● **Exercises**
**A)** Rewrite the trailer thread from "Most importantly have" up to and including "the bumper pull.", replacing "stock trailer" with "stock combo".
**B)** Write the next part of the trailer thread, picking up from where it stops.

● **Source passage**
# Bumper pull versus goose neck and other trailers



## Citrus (Feb 26, 2010)

I am in the market for a trailer and will be purchasing a truck to pull it. I want reliable (I drive a Honda that never breaks down and expect the same in truck/trailer)...... 

So, tell me..... bumper pull- what is good and not good about them?

Goose neck- what is good and not good.....

Slant load.....

Straight load......


----------



## WickedNag (Sep 7, 2010)

I find it much easier to pull and back a gooseneck. I had one bumper pull...goosenecks my last three  Went from a 2 horse, to a stock combo and ended up with my 4 horse 4Star


----------



## horselver1979 (Feb 14, 2011)

I think it really depends on what you like. But after saying that, it also what is most comfy for your horse too.

I have always been told once you get a GN you will never go back. My friend loves hers and she can load anything in it. As said before its eaiser to back and pull.

I own a 2h straight BP. Pulling and backing can be tricky but the only problem I had with my trailer is that my horses were used to stock or slants. It took some time to train all 3 to willingly go in and out. Slants tend to be easier for horses to load.

Most importantly have fun! Good luck.


----------



## RhondaLynn (Jan 26, 2010)

I had a small 2 horse bumper pull and my horse hated it... totally hated to get into it and went crazy if she couldn't see out. (I would have to open the small front window) I then bought a used modified stock trailer that is perfect for 3 horses.

My horses have no problems jumping into/out of the stock trailer, it is open and they feel fine in it. They can see out the slat slides. 

I could NEVER get the hang of backing a bumper pull but could put that gooseneck anywhere, granted I sometimes had to pull up/back up several times. I had never pulled a trailer before getting the bumper pull which I only kept 6 months. The gooseneck was such a breeze pulling and backing compared to the bumper pull. 

My suggestion would be to find a friend that has both and pull and back each type.

Rhonda


----------



## jdw (Mar 17, 2011)

I also like the GN's better, and my dream trailer is a Sundowner 2 horse slant. Very comfortable for horses. however, my experience is like most with a standard 20 ft. (and larger) stock gooseneck that you can pull anything in. Animals bump around in them but horses can see out very nicely. (just be careful if you saddle up before you load as horses can get caught up in the open areas) Just remember, the bigger the trailer the stronger the truck (weight limits loaded, etc.) and the more gas to pull. If you have one horse you may not want a 20 ft. trailer; its kind of an overkill. Cost might also be a factor, and there is a difference. I bought a Dodge mega cab 4x4 just before the gas prices started to rise...


----------



## MyBoyPuck (Mar 27, 2009)

● **Extracted material**
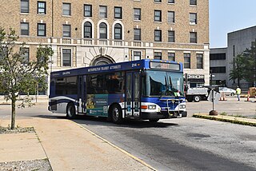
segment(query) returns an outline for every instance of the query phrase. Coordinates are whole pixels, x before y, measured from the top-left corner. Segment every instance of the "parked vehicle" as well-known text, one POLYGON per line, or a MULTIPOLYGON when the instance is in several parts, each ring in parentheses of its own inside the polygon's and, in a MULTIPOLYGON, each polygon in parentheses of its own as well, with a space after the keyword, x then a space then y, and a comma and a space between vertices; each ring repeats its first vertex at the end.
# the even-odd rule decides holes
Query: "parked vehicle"
POLYGON ((199 102, 206 100, 209 94, 208 88, 189 88, 186 93, 186 99, 189 101, 199 102))
POLYGON ((236 91, 234 89, 230 89, 230 88, 226 88, 226 87, 225 87, 222 89, 219 90, 220 93, 224 93, 225 95, 230 95, 230 96, 234 96, 235 94, 235 92, 236 91))

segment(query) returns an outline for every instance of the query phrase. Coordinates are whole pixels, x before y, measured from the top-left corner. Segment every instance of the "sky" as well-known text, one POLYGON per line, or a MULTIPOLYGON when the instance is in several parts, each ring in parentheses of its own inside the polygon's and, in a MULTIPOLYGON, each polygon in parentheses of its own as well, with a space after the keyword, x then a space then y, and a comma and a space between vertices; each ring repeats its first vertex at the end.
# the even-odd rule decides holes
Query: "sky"
POLYGON ((210 47, 226 47, 227 34, 256 26, 256 0, 210 0, 210 47))

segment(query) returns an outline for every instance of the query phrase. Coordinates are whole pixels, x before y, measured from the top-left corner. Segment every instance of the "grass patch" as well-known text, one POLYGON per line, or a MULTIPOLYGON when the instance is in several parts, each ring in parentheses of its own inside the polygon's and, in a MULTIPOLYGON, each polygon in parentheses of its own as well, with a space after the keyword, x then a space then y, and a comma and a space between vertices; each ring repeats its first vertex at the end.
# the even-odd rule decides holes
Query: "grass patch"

● **Expected answers**
**A)**
Most importantly have fun! Good luck.


----------



## RhondaLynn (Jan 26, 2010)

I had a small 2 horse bumper pull and my horse hated it... totally hated to get into it and went crazy if she couldn't see out. (I would have to open the small front window) I then bought a used modified stock combo that is perfect for 3 horses.

My horses have no problems jumping into/out of the stock combo, it is open and they feel fine in it. They can see out the slat slides. 

I could NEVER get the hang of backing a bumper pull but could put that gooseneck anywhere, granted I sometimes had to pull up/back up several times. I had never pulled a trailer before getting the bumper pull which I only kept 6 months. The gooseneck was such a breeze pulling and backing compared to the bumper pull.

**B)**
I'm going to practice backing up my first ever BP trailer tomorrow. I'll weigh in after then!


----------



## Delfina (Feb 12, 2010)

The truck you decide to purchase can also be a deciding factor. I have a short bed truck and I have been told that it's just not a good idea to get a gooseneck trailer. Something to do with the relation of the axles to the back of the truck and the hitch needing to be over the rear axles, or was it in between the axles? I don't even pretend to understand.

So I am going with a bumper pull. My trainer gave me lessons on hers, within an hour or so, I was comfortable hitching it up, pulling it and backing it up and I have NEVER pulled a trailer or even backed a vehicle up other than out of a driveway. 

As far as straight vs slant, I have been told that a horse can wreck their knees on the manger of a straight. Also told that if a horse slips in a slant they can slide under the divider. So I have no idea what I am going to buy yet, looking at both right now.


----------



## MyBoyPuck (Mar 27, 2009)

Good to know about the manger on the straight loads. Mine has mangers and I was already thinking about padding it just in case.


----------



## Mingiz (Jan 29, 2009)

Delfina said:


> The truck you decide to purchase can also be a deciding factor. I have a short bed truck and I have been told that it's just not a good idea to get a gooseneck trailer. Something to do with the relation of the axles to the back of the truck and the hitch needing to be over the rear axles, or was it in between the axles? I don't even pretend to understand.
> 
> So I am going with a bumper pull. My trainer gave me lessons on hers, within an hour or so, I was comfortable hitching it up, pulling it and backing it up and I have NEVER pulled a trailer or even backed a vehicle up other than out of a driveway.
> 
> As far as straight vs slant, I have been told that a horse can wreck their knees on the manger of a straight. Also told that if a horse slips in a slant they can slide under the divider. So I have no idea what I am going to buy yet, looking at both right now.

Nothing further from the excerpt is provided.